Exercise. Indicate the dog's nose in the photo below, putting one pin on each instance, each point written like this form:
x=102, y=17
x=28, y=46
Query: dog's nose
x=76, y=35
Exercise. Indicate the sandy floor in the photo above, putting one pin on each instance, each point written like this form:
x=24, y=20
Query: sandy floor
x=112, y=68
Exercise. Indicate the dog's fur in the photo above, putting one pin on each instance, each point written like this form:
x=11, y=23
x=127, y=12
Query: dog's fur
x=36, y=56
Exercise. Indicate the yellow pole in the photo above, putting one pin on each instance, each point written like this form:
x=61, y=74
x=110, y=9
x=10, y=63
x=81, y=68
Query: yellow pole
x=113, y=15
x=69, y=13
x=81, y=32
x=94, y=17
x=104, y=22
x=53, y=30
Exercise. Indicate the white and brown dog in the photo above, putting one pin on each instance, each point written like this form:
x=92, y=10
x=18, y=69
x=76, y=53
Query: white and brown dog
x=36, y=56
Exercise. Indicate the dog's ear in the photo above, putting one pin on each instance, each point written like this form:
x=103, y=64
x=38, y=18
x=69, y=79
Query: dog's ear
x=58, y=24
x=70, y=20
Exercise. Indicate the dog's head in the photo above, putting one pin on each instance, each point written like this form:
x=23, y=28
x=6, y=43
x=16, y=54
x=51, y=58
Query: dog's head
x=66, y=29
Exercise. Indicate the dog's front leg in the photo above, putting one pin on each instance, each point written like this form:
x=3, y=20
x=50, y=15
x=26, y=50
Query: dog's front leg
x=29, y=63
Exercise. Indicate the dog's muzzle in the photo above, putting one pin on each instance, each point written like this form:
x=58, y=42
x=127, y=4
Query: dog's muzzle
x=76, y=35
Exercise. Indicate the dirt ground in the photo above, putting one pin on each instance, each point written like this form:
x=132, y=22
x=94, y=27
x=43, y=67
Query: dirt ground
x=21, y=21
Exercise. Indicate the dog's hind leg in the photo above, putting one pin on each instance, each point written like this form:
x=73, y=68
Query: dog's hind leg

···

TASK PROMPT = Please find every line in the records above that holds the word "hind" and copy it.

COMPLETED TASK =
Exercise. Indicate the dog's hind leg in the photo above, putting one pin on each instance, each point written like this form:
Query: dog's hind leg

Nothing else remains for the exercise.